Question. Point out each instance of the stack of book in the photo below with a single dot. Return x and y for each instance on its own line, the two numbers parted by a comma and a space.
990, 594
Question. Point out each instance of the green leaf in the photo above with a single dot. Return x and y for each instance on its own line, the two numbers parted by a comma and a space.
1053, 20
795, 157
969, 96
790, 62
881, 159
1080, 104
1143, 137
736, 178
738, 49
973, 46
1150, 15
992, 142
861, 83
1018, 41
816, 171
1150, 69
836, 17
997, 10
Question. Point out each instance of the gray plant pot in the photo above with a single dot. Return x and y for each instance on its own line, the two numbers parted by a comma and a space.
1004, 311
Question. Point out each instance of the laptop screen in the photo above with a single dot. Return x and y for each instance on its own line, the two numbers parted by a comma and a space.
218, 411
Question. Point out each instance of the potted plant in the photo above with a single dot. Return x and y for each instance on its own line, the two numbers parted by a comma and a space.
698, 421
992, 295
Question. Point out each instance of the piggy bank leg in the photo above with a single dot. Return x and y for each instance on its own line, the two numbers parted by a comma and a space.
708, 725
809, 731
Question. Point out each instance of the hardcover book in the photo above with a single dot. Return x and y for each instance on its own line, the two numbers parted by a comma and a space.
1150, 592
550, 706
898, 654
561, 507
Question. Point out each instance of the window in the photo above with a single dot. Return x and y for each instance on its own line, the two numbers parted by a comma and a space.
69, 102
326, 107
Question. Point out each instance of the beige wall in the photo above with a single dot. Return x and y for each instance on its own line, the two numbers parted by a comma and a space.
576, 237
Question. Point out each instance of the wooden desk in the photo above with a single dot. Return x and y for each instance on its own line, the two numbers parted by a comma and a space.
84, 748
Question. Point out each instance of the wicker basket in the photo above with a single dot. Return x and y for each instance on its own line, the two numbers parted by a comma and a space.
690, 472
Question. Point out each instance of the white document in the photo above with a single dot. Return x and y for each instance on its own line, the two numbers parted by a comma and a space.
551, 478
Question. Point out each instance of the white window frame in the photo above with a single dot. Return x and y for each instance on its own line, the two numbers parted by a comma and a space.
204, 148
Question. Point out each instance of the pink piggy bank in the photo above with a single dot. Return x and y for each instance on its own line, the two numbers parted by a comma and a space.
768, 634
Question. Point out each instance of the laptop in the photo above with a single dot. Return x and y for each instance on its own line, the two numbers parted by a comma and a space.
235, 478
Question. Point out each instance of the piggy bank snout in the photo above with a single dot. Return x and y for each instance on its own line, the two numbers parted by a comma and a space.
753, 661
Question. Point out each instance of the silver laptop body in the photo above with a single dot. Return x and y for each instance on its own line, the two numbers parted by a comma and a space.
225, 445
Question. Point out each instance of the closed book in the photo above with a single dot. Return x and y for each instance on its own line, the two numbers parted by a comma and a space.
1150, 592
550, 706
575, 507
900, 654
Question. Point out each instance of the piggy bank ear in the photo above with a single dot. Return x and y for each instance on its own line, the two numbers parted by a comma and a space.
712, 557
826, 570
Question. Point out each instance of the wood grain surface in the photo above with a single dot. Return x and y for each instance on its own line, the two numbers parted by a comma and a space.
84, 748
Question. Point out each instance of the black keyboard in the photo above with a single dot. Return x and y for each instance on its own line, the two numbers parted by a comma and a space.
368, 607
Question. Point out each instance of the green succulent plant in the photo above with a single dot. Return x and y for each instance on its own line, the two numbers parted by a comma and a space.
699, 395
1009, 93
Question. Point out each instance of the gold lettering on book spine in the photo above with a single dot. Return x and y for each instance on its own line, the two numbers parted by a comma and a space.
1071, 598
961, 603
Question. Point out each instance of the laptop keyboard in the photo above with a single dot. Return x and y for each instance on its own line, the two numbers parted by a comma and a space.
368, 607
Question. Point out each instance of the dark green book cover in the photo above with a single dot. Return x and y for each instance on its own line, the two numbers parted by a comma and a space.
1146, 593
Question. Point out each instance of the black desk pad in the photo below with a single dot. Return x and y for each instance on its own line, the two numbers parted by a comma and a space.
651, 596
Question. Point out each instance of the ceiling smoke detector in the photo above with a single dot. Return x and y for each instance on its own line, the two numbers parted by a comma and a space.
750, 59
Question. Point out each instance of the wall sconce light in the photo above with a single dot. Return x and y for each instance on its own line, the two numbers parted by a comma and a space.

....

Transcribe exactly, and only, the lines from the one bearing "Question. Point out each instance of the dark" through the last line of the entries, counting both.

Question. Point out each instance of the dark green book cover in the photo above with a single dot. Return x and y for each instance on its own line, the two numbers parted by a comma and a space.
1146, 593
Question. Point out each instance of the black desk pad in the photo below with a single dot. Return x and y for each instance on its own line, the two numbers parted by a comma and a space.
651, 596
Question. Point out each instance of the ceiling smoke detector in the photo above with a single dot. Return x and y for each instance on its own line, the two numbers parted by a comma and a space.
750, 59
Question. Point out each instance of the wall sconce light in the photo above with a single dot. Return x and y for each instance on its own line, the two numbers parted by a comma and a space.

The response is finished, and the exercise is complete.